→ Exercise prompt
Reproduce, unchanged, the lines below from the one containing "target: snow drift" through the one containing "42], [80, 49]]", including both of those lines.

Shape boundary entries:
--

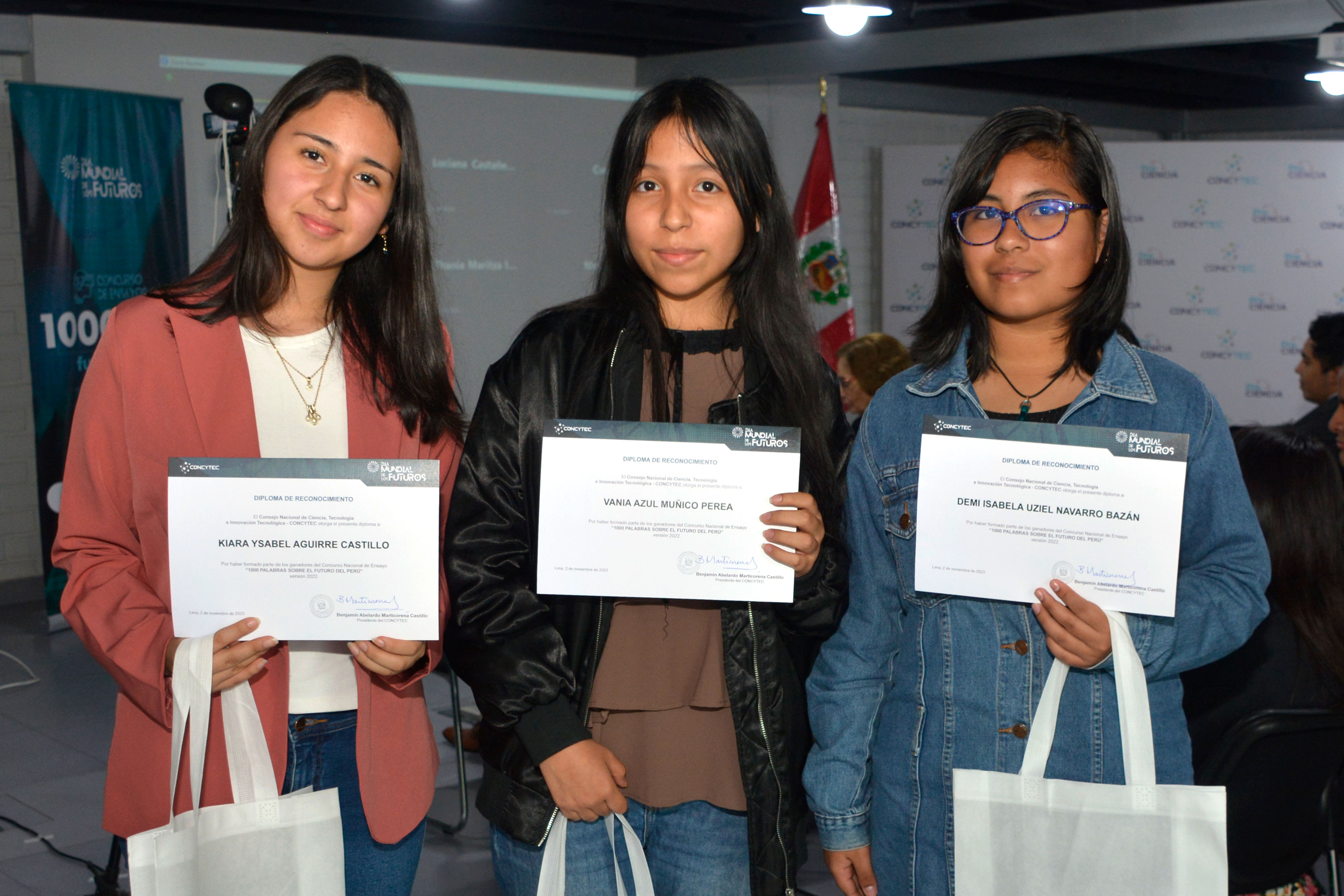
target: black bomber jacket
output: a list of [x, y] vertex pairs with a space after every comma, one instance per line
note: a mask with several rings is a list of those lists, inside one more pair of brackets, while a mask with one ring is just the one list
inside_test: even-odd
[[[536, 519], [547, 419], [637, 420], [644, 348], [633, 316], [564, 306], [530, 322], [491, 365], [449, 508], [445, 567], [452, 615], [445, 656], [481, 711], [485, 778], [476, 805], [511, 837], [540, 845], [558, 814], [538, 763], [585, 739], [587, 701], [612, 619], [609, 598], [539, 595]], [[599, 376], [590, 353], [599, 353]], [[769, 365], [745, 352], [743, 392], [711, 423], [781, 424]], [[833, 377], [817, 356], [818, 376]], [[833, 382], [833, 380], [832, 380]], [[829, 390], [837, 481], [849, 430]], [[806, 490], [806, 482], [800, 485]], [[813, 570], [792, 604], [724, 603], [723, 666], [747, 797], [754, 896], [792, 895], [805, 854], [802, 764], [812, 746], [804, 678], [848, 604], [841, 521], [827, 520]]]

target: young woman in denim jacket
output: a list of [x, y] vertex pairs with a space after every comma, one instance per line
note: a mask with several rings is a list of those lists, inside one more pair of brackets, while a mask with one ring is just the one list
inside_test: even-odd
[[1034, 604], [915, 591], [926, 414], [1189, 434], [1176, 615], [1129, 615], [1159, 782], [1192, 782], [1180, 673], [1267, 611], [1269, 556], [1218, 402], [1116, 334], [1129, 244], [1095, 133], [1051, 109], [996, 116], [957, 160], [946, 211], [961, 210], [943, 218], [917, 365], [872, 399], [853, 446], [849, 611], [808, 680], [808, 798], [849, 896], [954, 892], [952, 770], [1019, 771], [1054, 657], [1085, 672], [1064, 685], [1046, 775], [1124, 782], [1097, 604], [1059, 580]]

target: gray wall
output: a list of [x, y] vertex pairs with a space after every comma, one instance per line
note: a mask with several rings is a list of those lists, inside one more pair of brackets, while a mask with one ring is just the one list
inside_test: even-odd
[[[40, 83], [183, 99], [194, 262], [204, 258], [223, 227], [223, 203], [216, 206], [218, 142], [204, 140], [200, 129], [204, 87], [228, 81], [265, 101], [286, 77], [238, 62], [302, 64], [329, 52], [351, 52], [395, 71], [634, 89], [634, 59], [628, 56], [58, 16], [32, 16], [31, 26], [31, 77]], [[163, 56], [215, 60], [208, 64], [216, 70], [165, 67]], [[745, 86], [739, 91], [766, 126], [792, 203], [816, 140], [816, 87]], [[431, 188], [441, 310], [470, 408], [485, 368], [527, 318], [582, 296], [591, 285], [602, 163], [626, 102], [434, 86], [411, 86], [409, 93]], [[880, 328], [880, 148], [961, 141], [981, 120], [851, 109], [835, 98], [831, 120], [841, 239], [863, 333]], [[17, 266], [7, 267], [7, 258], [16, 259], [17, 253], [13, 164], [8, 138], [0, 144], [0, 410], [8, 415], [8, 457], [20, 458], [0, 465], [3, 580], [35, 575], [39, 560], [26, 322], [13, 279]], [[16, 557], [12, 564], [11, 557]]]
[[[20, 79], [23, 59], [0, 55], [0, 78]], [[19, 195], [9, 91], [0, 90], [0, 582], [42, 574], [38, 462], [32, 445], [32, 377], [23, 306]]]

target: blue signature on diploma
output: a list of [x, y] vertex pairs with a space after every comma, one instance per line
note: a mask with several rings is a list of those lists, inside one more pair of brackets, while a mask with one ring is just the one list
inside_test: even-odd
[[1133, 571], [1107, 572], [1106, 570], [1098, 570], [1097, 567], [1085, 564], [1078, 567], [1078, 575], [1090, 576], [1093, 579], [1103, 579], [1106, 582], [1122, 582], [1125, 584], [1134, 586], [1136, 588], [1138, 587], [1138, 578]]
[[401, 607], [396, 606], [396, 595], [392, 595], [390, 598], [351, 598], [351, 596], [345, 596], [345, 595], [339, 595], [336, 598], [336, 603], [348, 603], [349, 606], [353, 606], [353, 607], [370, 607], [370, 609], [376, 607], [376, 609], [382, 609], [382, 610], [401, 610]]
[[739, 559], [735, 559], [735, 557], [724, 556], [722, 553], [719, 556], [714, 556], [712, 553], [702, 553], [700, 555], [700, 566], [703, 566], [703, 567], [706, 567], [706, 566], [708, 566], [708, 567], [720, 567], [723, 570], [755, 570], [757, 568], [755, 557], [747, 557], [746, 560], [739, 560]]

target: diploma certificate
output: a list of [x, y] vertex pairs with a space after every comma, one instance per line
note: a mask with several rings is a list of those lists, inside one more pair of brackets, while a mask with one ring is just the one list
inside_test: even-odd
[[770, 498], [798, 490], [801, 433], [781, 426], [547, 420], [536, 590], [793, 600], [761, 548]]
[[[1183, 433], [925, 416], [915, 588], [1176, 614]], [[910, 513], [915, 514], [911, 506]]]
[[168, 461], [173, 634], [437, 641], [438, 461]]

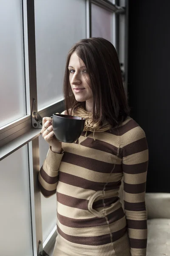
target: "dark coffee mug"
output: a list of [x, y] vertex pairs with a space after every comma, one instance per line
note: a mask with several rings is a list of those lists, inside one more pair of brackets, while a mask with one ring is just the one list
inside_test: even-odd
[[83, 131], [85, 119], [82, 117], [53, 114], [53, 131], [59, 141], [67, 143], [75, 142]]

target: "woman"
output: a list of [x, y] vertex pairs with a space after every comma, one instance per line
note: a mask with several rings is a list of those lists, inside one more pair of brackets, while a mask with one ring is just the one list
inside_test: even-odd
[[[77, 141], [62, 144], [54, 137], [51, 119], [43, 119], [41, 132], [50, 147], [39, 180], [45, 196], [57, 190], [53, 256], [145, 256], [147, 143], [129, 116], [113, 45], [102, 38], [74, 45], [64, 91], [62, 113], [86, 122]], [[119, 197], [123, 177], [125, 212]]]

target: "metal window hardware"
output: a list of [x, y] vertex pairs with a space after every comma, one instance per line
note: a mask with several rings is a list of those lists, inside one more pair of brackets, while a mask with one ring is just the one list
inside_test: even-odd
[[36, 100], [33, 99], [31, 110], [31, 124], [33, 127], [36, 129], [42, 129], [42, 118], [37, 112]]
[[38, 256], [49, 256], [47, 253], [43, 250], [42, 243], [40, 240], [38, 243]]

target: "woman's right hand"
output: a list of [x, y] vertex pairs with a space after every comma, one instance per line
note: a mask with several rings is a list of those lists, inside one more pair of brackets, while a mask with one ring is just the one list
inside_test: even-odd
[[52, 118], [42, 118], [42, 128], [41, 131], [42, 137], [51, 146], [51, 150], [55, 153], [60, 154], [62, 149], [62, 143], [57, 140], [54, 133], [52, 125]]

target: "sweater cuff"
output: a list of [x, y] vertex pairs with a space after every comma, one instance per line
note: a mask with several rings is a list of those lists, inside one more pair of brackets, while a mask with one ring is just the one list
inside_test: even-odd
[[62, 148], [60, 154], [54, 153], [52, 151], [51, 147], [50, 147], [45, 159], [45, 162], [49, 168], [53, 171], [57, 171], [59, 169], [64, 152]]

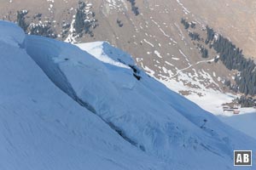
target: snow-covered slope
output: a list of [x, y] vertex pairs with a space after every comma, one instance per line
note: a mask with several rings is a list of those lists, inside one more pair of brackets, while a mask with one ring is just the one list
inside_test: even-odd
[[106, 42], [5, 39], [1, 169], [232, 169], [234, 150], [256, 150]]
[[17, 47], [21, 29], [0, 31], [1, 170], [161, 169], [49, 80]]

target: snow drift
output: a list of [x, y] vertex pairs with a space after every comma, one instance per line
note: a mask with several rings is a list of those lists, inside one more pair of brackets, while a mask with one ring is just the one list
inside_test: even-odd
[[6, 26], [3, 169], [232, 169], [234, 150], [256, 149], [106, 42], [80, 49]]

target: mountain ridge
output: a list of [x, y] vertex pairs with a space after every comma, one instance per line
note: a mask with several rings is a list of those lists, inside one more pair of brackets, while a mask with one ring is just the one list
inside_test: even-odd
[[[0, 26], [2, 23], [6, 22], [0, 21]], [[17, 26], [13, 24], [9, 23], [9, 26], [10, 28], [15, 28], [16, 30], [18, 30], [17, 32], [20, 32], [20, 29], [18, 29]], [[5, 30], [6, 31], [4, 32], [4, 34], [9, 35], [9, 37], [11, 37], [13, 32], [9, 31], [9, 30], [11, 29]], [[24, 33], [21, 33], [20, 37], [23, 37], [23, 36]], [[22, 39], [23, 38], [20, 38], [20, 40]], [[1, 37], [0, 42], [2, 44], [1, 47], [3, 48], [6, 48], [7, 47], [4, 45], [6, 44], [4, 42], [5, 37]], [[20, 41], [20, 42], [23, 43], [23, 41]], [[142, 166], [140, 165], [141, 161], [135, 161], [133, 160], [133, 158], [131, 158], [132, 160], [129, 159], [129, 162], [131, 161], [130, 163], [133, 162], [137, 162], [137, 165], [135, 165], [133, 167], [130, 167], [130, 163], [127, 163], [127, 161], [125, 161], [125, 159], [123, 159], [123, 157], [126, 157], [126, 154], [124, 154], [123, 151], [120, 153], [120, 150], [114, 149], [115, 147], [109, 148], [107, 142], [107, 144], [105, 143], [105, 144], [102, 146], [103, 149], [100, 149], [99, 150], [105, 150], [106, 148], [108, 148], [108, 150], [114, 150], [113, 155], [107, 154], [108, 156], [112, 157], [112, 160], [110, 160], [110, 162], [108, 162], [111, 163], [108, 163], [108, 165], [113, 166], [113, 168], [169, 169], [171, 167], [175, 169], [187, 169], [189, 167], [190, 169], [216, 169], [216, 163], [218, 162], [218, 166], [220, 166], [224, 169], [230, 169], [233, 167], [233, 150], [245, 150], [252, 148], [254, 150], [254, 148], [256, 147], [254, 139], [220, 122], [214, 116], [203, 110], [195, 104], [189, 101], [175, 92], [169, 90], [160, 82], [157, 82], [152, 77], [149, 77], [138, 67], [135, 66], [133, 68], [131, 68], [131, 65], [134, 65], [131, 57], [127, 56], [127, 54], [125, 53], [123, 54], [123, 55], [120, 54], [121, 52], [119, 50], [111, 47], [106, 42], [102, 42], [102, 44], [105, 45], [104, 51], [106, 51], [106, 48], [108, 49], [105, 54], [111, 54], [111, 55], [108, 54], [104, 56], [103, 54], [102, 56], [102, 53], [101, 53], [102, 48], [99, 48], [98, 49], [100, 53], [97, 50], [93, 50], [93, 48], [91, 47], [96, 46], [96, 48], [98, 48], [98, 46], [96, 46], [96, 42], [95, 44], [88, 44], [88, 47], [85, 48], [86, 50], [88, 50], [89, 48], [89, 53], [87, 53], [71, 44], [42, 37], [30, 35], [26, 36], [23, 43], [24, 45], [23, 47], [21, 47], [23, 48], [20, 48], [17, 46], [15, 47], [15, 45], [14, 44], [16, 44], [16, 42], [13, 42], [12, 44], [9, 45], [9, 48], [7, 49], [16, 49], [19, 53], [23, 54], [23, 55], [20, 55], [20, 54], [19, 54], [16, 56], [24, 57], [26, 55], [25, 59], [26, 59], [27, 57], [31, 57], [31, 59], [34, 60], [35, 63], [30, 61], [29, 65], [33, 65], [33, 67], [36, 66], [38, 71], [39, 71], [39, 67], [42, 69], [42, 71], [44, 72], [44, 81], [42, 81], [44, 82], [44, 83], [46, 83], [46, 80], [48, 81], [46, 84], [48, 84], [49, 82], [49, 80], [45, 78], [47, 75], [48, 77], [50, 77], [49, 79], [52, 81], [51, 83], [55, 82], [57, 87], [62, 89], [62, 91], [66, 92], [66, 94], [67, 94], [72, 98], [76, 98], [75, 96], [72, 95], [72, 92], [75, 92], [76, 96], [79, 97], [79, 99], [73, 99], [75, 101], [85, 102], [96, 110], [95, 114], [90, 112], [90, 109], [89, 110], [86, 110], [87, 111], [85, 112], [88, 112], [88, 114], [91, 115], [90, 116], [90, 117], [97, 117], [92, 118], [99, 120], [96, 121], [96, 123], [101, 124], [101, 122], [107, 122], [108, 124], [108, 128], [106, 128], [106, 133], [109, 133], [109, 132], [111, 131], [111, 133], [113, 136], [112, 140], [113, 145], [116, 144], [114, 139], [122, 137], [119, 139], [123, 139], [122, 143], [124, 144], [123, 146], [125, 148], [125, 151], [128, 151], [128, 150], [133, 148], [131, 149], [131, 151], [129, 151], [129, 153], [133, 155], [134, 159], [139, 158], [139, 160], [143, 160], [143, 157], [147, 157], [146, 160], [148, 160], [148, 162], [145, 160], [146, 162], [143, 162], [145, 164], [143, 163]], [[82, 48], [82, 49], [83, 46], [84, 48], [86, 44], [81, 44], [80, 48]], [[17, 80], [15, 79], [15, 76], [14, 76], [15, 74], [13, 71], [17, 74], [16, 76], [20, 77], [20, 79], [18, 79], [18, 82], [16, 83], [20, 83], [19, 85], [20, 87], [22, 86], [25, 88], [25, 89], [27, 89], [27, 88], [26, 88], [26, 83], [22, 82], [24, 82], [24, 79], [22, 79], [22, 76], [24, 76], [24, 75], [22, 74], [22, 76], [19, 76], [19, 74], [17, 73], [19, 72], [19, 71], [16, 71], [15, 67], [15, 65], [20, 64], [15, 63], [17, 62], [16, 60], [13, 60], [13, 62], [10, 62], [9, 60], [11, 59], [8, 59], [6, 62], [6, 57], [4, 57], [8, 56], [8, 54], [5, 54], [6, 51], [9, 53], [9, 56], [12, 56], [12, 58], [15, 57], [15, 55], [12, 54], [13, 50], [7, 49], [1, 50], [1, 53], [3, 54], [1, 55], [3, 56], [1, 58], [1, 60], [4, 61], [4, 63], [3, 63], [3, 65], [6, 65], [6, 63], [9, 63], [9, 65], [6, 65], [5, 66], [3, 65], [3, 67], [1, 66], [0, 68], [2, 69], [2, 71], [0, 72], [3, 72], [1, 77], [3, 79], [6, 79], [9, 86], [6, 87], [2, 85], [3, 89], [9, 89], [9, 91], [17, 90], [17, 87], [13, 85], [14, 81], [17, 82]], [[29, 55], [26, 54], [26, 53]], [[89, 54], [95, 55], [95, 57]], [[122, 60], [122, 56], [124, 57], [124, 59], [127, 57], [129, 58], [126, 60]], [[116, 63], [114, 62], [106, 63], [106, 57], [109, 58], [108, 60], [107, 60], [107, 61], [109, 61], [111, 59], [115, 62], [126, 65], [127, 67], [123, 67], [122, 65], [116, 65]], [[22, 61], [22, 59], [23, 58], [20, 58], [19, 61]], [[25, 68], [30, 68], [25, 61], [27, 61], [27, 60], [23, 60], [23, 62], [21, 62], [23, 63], [23, 65], [20, 65], [19, 66], [19, 68], [21, 67], [23, 69], [23, 71], [24, 70], [26, 70]], [[9, 66], [9, 68], [8, 68]], [[141, 76], [140, 80], [135, 77], [134, 70], [137, 71], [137, 76]], [[11, 71], [9, 72], [9, 71]], [[28, 71], [26, 71], [26, 73], [29, 72]], [[40, 74], [43, 73], [42, 71]], [[7, 75], [9, 76], [8, 77], [9, 77], [10, 80], [6, 78], [7, 76], [4, 73], [8, 73]], [[33, 76], [30, 76], [30, 78], [26, 77], [26, 80], [25, 82], [31, 83], [31, 86], [32, 87], [32, 89], [37, 89], [36, 91], [40, 92], [41, 90], [43, 90], [41, 82], [38, 82], [37, 84], [34, 84], [33, 81], [33, 79], [36, 79], [37, 76], [40, 74], [38, 71], [32, 71], [32, 73], [34, 73]], [[31, 75], [32, 73], [29, 73], [28, 75]], [[64, 75], [65, 78], [61, 78], [61, 75]], [[70, 85], [66, 87], [65, 84], [67, 83]], [[51, 87], [53, 86], [51, 85]], [[43, 92], [45, 93], [47, 90], [49, 90], [50, 92], [51, 88], [44, 88], [44, 90]], [[30, 121], [30, 122], [37, 121], [38, 118], [41, 120], [39, 122], [40, 126], [36, 126], [37, 129], [41, 129], [43, 127], [44, 127], [44, 125], [47, 125], [49, 123], [53, 127], [57, 126], [57, 128], [59, 127], [59, 123], [61, 124], [61, 127], [63, 126], [64, 128], [68, 125], [67, 127], [68, 129], [70, 129], [69, 132], [71, 132], [71, 133], [67, 136], [67, 139], [67, 139], [68, 141], [67, 144], [73, 144], [71, 142], [71, 139], [69, 139], [70, 135], [71, 137], [73, 136], [73, 133], [74, 134], [76, 139], [82, 139], [83, 141], [87, 141], [88, 143], [86, 144], [91, 144], [89, 139], [96, 137], [95, 141], [96, 142], [96, 144], [93, 144], [96, 148], [97, 148], [97, 145], [99, 144], [98, 139], [100, 139], [100, 141], [102, 141], [102, 139], [100, 138], [101, 133], [96, 133], [96, 136], [95, 136], [95, 134], [93, 134], [92, 133], [90, 133], [90, 136], [82, 135], [83, 133], [79, 132], [81, 130], [80, 128], [77, 127], [75, 123], [77, 120], [76, 116], [72, 116], [74, 114], [74, 112], [68, 113], [68, 111], [65, 111], [65, 110], [61, 109], [67, 109], [67, 107], [65, 106], [65, 105], [67, 105], [67, 102], [64, 102], [67, 101], [67, 99], [64, 99], [63, 97], [61, 97], [60, 101], [60, 99], [57, 99], [58, 98], [55, 97], [55, 95], [59, 92], [56, 93], [55, 91], [54, 91], [53, 93], [46, 93], [45, 94], [44, 94], [44, 93], [34, 94], [33, 91], [26, 94], [27, 92], [27, 90], [24, 90], [22, 93], [23, 96], [21, 94], [20, 96], [20, 98], [24, 101], [22, 103], [8, 100], [9, 102], [9, 105], [11, 105], [13, 109], [6, 108], [4, 106], [3, 107], [3, 102], [4, 102], [3, 99], [8, 99], [9, 97], [7, 94], [2, 94], [3, 95], [3, 98], [1, 98], [0, 100], [2, 104], [1, 108], [3, 108], [4, 112], [15, 112], [16, 116], [19, 116], [19, 113], [20, 112], [14, 110], [14, 108], [24, 107], [21, 110], [29, 110], [30, 109], [33, 109], [32, 110], [35, 110], [35, 112], [29, 112], [29, 117], [31, 116], [31, 119], [34, 120]], [[37, 99], [35, 100], [33, 99], [30, 99], [30, 95], [36, 96]], [[11, 97], [13, 99], [15, 99], [15, 94], [12, 94]], [[47, 105], [44, 105], [43, 103], [38, 101], [43, 100], [45, 102], [45, 99], [49, 99], [51, 98], [54, 99], [48, 101]], [[32, 100], [28, 101], [24, 99], [29, 99]], [[68, 100], [71, 101], [71, 99]], [[58, 101], [63, 101], [63, 103], [59, 103]], [[34, 110], [35, 108], [32, 108], [30, 105], [39, 105], [39, 108], [45, 108], [42, 110], [38, 109]], [[77, 110], [77, 107], [78, 106], [74, 105], [72, 106], [73, 111]], [[51, 108], [59, 109], [56, 110], [56, 112], [52, 112]], [[83, 110], [84, 110], [84, 108], [83, 109]], [[67, 109], [67, 110], [70, 110]], [[57, 113], [57, 115], [55, 115], [55, 113]], [[65, 117], [61, 118], [61, 115], [63, 115], [63, 113], [65, 113]], [[23, 114], [25, 114], [25, 112]], [[38, 117], [35, 117], [35, 114], [38, 114]], [[50, 115], [52, 115], [52, 116], [57, 116], [58, 118], [55, 121], [49, 121], [51, 120], [49, 116]], [[15, 115], [12, 116], [15, 116]], [[82, 118], [82, 120], [84, 121], [87, 117], [87, 116], [85, 116], [85, 115], [82, 114], [82, 111], [79, 116], [84, 117]], [[70, 122], [70, 119], [73, 120], [73, 122], [74, 124], [72, 124]], [[10, 122], [12, 119], [3, 120], [6, 121], [5, 123], [7, 123], [8, 126], [12, 122]], [[27, 123], [26, 122], [26, 119], [20, 120], [22, 120], [22, 124]], [[89, 123], [88, 122], [86, 122], [87, 123], [85, 124]], [[41, 125], [44, 126], [42, 127]], [[35, 128], [34, 124], [30, 126]], [[84, 126], [82, 122], [80, 126]], [[59, 132], [58, 129], [61, 127], [59, 127], [57, 129], [54, 128], [55, 129], [54, 130], [54, 132]], [[96, 124], [95, 128], [97, 127], [98, 125]], [[112, 127], [112, 128], [110, 128], [110, 127]], [[15, 128], [15, 127], [12, 127], [11, 129], [16, 129], [16, 128]], [[77, 128], [79, 128], [78, 132], [75, 130]], [[29, 128], [27, 128], [30, 129]], [[65, 130], [65, 128], [63, 129], [61, 128], [60, 130]], [[21, 130], [22, 129], [24, 128], [21, 128]], [[115, 132], [113, 132], [113, 129], [115, 129]], [[3, 131], [3, 133], [6, 134], [6, 136], [3, 136], [0, 139], [12, 138], [8, 131], [8, 128], [2, 128], [2, 130]], [[84, 130], [90, 131], [91, 130], [91, 128], [85, 127]], [[38, 133], [39, 134], [41, 134], [41, 133], [47, 133], [48, 132], [48, 130], [44, 131], [42, 129], [42, 131], [39, 131]], [[26, 135], [26, 133], [23, 133], [22, 134]], [[86, 134], [86, 133], [84, 134]], [[61, 135], [64, 134], [61, 133]], [[77, 135], [79, 137], [76, 137]], [[37, 136], [37, 138], [41, 139], [40, 136]], [[63, 136], [60, 136], [60, 138], [62, 139]], [[106, 139], [108, 140], [108, 137], [106, 138], [107, 139], [103, 139], [103, 143]], [[20, 140], [22, 138], [18, 138], [16, 139], [18, 139], [18, 142], [20, 142], [22, 141]], [[31, 137], [30, 139], [32, 139], [31, 141], [36, 139], [36, 138], [33, 137]], [[49, 137], [49, 139], [53, 139], [53, 137]], [[26, 140], [22, 141], [22, 143], [26, 144], [31, 141]], [[128, 142], [129, 144], [127, 144], [127, 141], [130, 141]], [[3, 144], [4, 146], [10, 149], [12, 149], [12, 147], [17, 147], [17, 144], [15, 145], [10, 144], [9, 143]], [[73, 144], [75, 144], [76, 143], [74, 143]], [[132, 147], [132, 144], [133, 144], [135, 147]], [[113, 144], [110, 145], [113, 146]], [[38, 148], [42, 147], [41, 149], [44, 149], [44, 145], [38, 145]], [[73, 145], [73, 147], [75, 146]], [[84, 150], [87, 150], [86, 145], [84, 145], [83, 148]], [[58, 147], [58, 149], [61, 148]], [[75, 148], [73, 150], [76, 151], [79, 148]], [[23, 147], [19, 148], [18, 150], [22, 153], [26, 153], [26, 149]], [[3, 153], [7, 154], [8, 156], [15, 154], [15, 152]], [[49, 153], [54, 154], [55, 156], [61, 156], [57, 154], [58, 152], [55, 151]], [[111, 151], [110, 153], [113, 152]], [[74, 154], [76, 155], [74, 158], [77, 158], [77, 154]], [[93, 155], [93, 151], [91, 152], [91, 154]], [[102, 156], [105, 154], [106, 152], [101, 151], [99, 155]], [[28, 153], [27, 156], [30, 156], [31, 154]], [[44, 152], [44, 156], [42, 157], [44, 158], [42, 159], [42, 161], [46, 164], [49, 163], [47, 156], [48, 154]], [[67, 155], [65, 154], [63, 156]], [[80, 156], [84, 158], [82, 155], [80, 155]], [[117, 159], [117, 157], [119, 156], [121, 156], [121, 158]], [[191, 159], [191, 157], [193, 157], [193, 159]], [[24, 159], [26, 162], [24, 164], [21, 163], [21, 165], [32, 165], [32, 162], [28, 160], [26, 160], [26, 157]], [[81, 158], [78, 160], [80, 159]], [[186, 160], [186, 162], [184, 162], [184, 160]], [[202, 160], [202, 164], [199, 165], [198, 162]], [[212, 160], [214, 160], [214, 162], [212, 162]], [[96, 162], [97, 161], [99, 161], [98, 158], [95, 158], [93, 162]], [[72, 160], [72, 162], [74, 162], [74, 160]], [[149, 162], [152, 162], [153, 163], [148, 163]], [[64, 162], [61, 161], [58, 162], [67, 165]], [[102, 163], [102, 165], [106, 164], [105, 161], [101, 162]], [[82, 165], [90, 166], [90, 162], [84, 162], [84, 163], [80, 162], [77, 163], [79, 163], [78, 165], [81, 165], [81, 167], [74, 166], [74, 164], [73, 163], [72, 164], [78, 169], [82, 168]], [[122, 164], [122, 166], [120, 165], [121, 167], [116, 167], [116, 163], [118, 165]], [[19, 165], [20, 165], [20, 163], [15, 164], [15, 166]], [[54, 169], [54, 167], [56, 167], [56, 165], [57, 164], [55, 165], [52, 162], [49, 164], [49, 168], [52, 167], [52, 169]], [[9, 164], [6, 163], [4, 164], [4, 166], [9, 166]], [[33, 167], [40, 167], [36, 165], [32, 166]], [[38, 166], [41, 166], [41, 164]], [[96, 164], [93, 164], [93, 166], [96, 166]], [[61, 167], [63, 169], [71, 169], [72, 167], [70, 166]], [[100, 167], [97, 167], [99, 169], [101, 168]]]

--

→ Answer to the problem
target: snow drift
output: a list of [x, y] vertex pairs with a space after every comma, one instance per line
note: a mask with several rings is a list of those lists, inside one more pair of brackets, while a mask with one ring is just the one list
inside_test: even-odd
[[6, 26], [3, 169], [232, 169], [234, 150], [256, 149], [106, 42], [80, 49]]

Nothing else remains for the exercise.